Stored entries
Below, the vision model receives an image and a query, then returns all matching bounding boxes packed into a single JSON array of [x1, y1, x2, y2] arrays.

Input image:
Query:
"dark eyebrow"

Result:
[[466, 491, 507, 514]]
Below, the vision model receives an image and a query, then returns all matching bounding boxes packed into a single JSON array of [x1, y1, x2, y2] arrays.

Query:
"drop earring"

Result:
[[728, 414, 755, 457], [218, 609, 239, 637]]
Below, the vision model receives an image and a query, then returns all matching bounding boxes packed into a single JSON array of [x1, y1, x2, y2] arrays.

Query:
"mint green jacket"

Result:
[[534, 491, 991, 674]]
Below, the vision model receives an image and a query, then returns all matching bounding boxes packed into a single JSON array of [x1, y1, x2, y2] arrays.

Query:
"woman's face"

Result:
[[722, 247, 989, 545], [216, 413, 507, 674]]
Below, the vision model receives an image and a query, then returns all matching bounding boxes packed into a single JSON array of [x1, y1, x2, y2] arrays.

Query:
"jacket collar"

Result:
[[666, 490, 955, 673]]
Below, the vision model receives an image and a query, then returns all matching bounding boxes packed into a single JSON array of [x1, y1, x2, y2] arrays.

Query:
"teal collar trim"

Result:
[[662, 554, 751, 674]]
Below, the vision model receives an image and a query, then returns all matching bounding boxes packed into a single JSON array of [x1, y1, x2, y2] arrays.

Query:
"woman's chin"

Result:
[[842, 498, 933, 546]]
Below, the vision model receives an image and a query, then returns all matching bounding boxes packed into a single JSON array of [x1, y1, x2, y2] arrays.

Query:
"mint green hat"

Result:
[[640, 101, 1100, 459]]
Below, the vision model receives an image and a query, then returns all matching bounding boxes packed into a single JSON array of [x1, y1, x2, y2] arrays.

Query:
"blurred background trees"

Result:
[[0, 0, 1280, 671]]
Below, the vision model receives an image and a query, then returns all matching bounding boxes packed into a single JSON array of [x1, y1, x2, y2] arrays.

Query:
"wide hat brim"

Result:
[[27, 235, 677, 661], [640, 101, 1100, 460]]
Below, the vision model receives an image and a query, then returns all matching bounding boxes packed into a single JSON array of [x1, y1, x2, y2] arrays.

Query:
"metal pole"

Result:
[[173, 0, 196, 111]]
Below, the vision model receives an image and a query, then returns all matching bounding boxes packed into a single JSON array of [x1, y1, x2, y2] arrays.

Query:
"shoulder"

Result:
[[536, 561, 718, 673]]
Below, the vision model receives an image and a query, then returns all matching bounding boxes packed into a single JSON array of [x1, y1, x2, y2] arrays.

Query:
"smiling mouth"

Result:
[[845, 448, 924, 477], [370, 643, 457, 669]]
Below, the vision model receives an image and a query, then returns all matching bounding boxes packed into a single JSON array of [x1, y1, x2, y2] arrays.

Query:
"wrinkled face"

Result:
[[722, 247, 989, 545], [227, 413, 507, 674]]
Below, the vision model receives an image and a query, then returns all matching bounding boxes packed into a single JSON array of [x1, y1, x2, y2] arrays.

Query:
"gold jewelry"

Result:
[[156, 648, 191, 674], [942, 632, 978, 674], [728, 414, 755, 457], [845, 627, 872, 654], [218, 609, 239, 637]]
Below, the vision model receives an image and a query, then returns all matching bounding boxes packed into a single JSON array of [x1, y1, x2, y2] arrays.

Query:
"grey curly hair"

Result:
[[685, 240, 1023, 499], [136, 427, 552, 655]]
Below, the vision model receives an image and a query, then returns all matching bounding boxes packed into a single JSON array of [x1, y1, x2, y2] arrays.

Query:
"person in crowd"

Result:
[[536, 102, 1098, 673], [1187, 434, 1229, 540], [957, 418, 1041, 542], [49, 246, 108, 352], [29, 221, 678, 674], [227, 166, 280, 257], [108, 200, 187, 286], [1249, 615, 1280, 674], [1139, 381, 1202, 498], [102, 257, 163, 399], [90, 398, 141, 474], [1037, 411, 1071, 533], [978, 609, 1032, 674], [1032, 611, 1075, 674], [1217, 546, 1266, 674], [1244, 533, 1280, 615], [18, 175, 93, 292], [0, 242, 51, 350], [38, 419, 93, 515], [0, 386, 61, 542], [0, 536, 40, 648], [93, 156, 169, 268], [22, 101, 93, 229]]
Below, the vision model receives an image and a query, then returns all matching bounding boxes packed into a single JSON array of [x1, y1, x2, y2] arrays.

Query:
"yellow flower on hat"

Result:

Given request → Revise the listing from its very beginning through the line containing "[[662, 554, 751, 674]]", with both ends included, so that "Result" becomes "Output" and nothing else changes.

The answer →
Below, the vision model receives an image and a query, then returns all matching bounding boxes packed into a single JSON array of [x1, y1, x2, y2] arrays.

Input image:
Query:
"dark eyebrow"

Output:
[[466, 491, 507, 514]]
Below, the vision model receives an image and a query, then returns all matching bounding boxes packed into a single JSON array of [x1, y1, x2, y2] arrays.

Query:
"drop earring"

Output:
[[728, 414, 755, 457], [218, 609, 239, 637]]
Below, the vision model receives an image and a query, then returns all matching bounding boxes packed into a single JSON array of [x1, y1, x2, y2] arrays.

Query:
"mint green jacket"

Output:
[[534, 491, 991, 674]]
Below, the vision model receives an image and a query, then returns all matching bounding boxes packed into a single JSON array of [x1, y1, x2, y2] arrays.

Query:
"woman's face"

Output:
[[722, 247, 989, 545], [216, 413, 507, 674]]
Below, the vision model receives an image and a query, then returns all matching bounding boxes packed into a single JSON array of [x1, y1, x2, y2] arrays.

Query:
"jacket collar"

Output:
[[666, 490, 955, 673]]
Below, the vision model receives an image and a query, then returns all matching bounding boxes packed into a single JSON array of [x1, y1, x2, y2] arrays.

Query:
"teal collar trim"

Output:
[[662, 554, 751, 674]]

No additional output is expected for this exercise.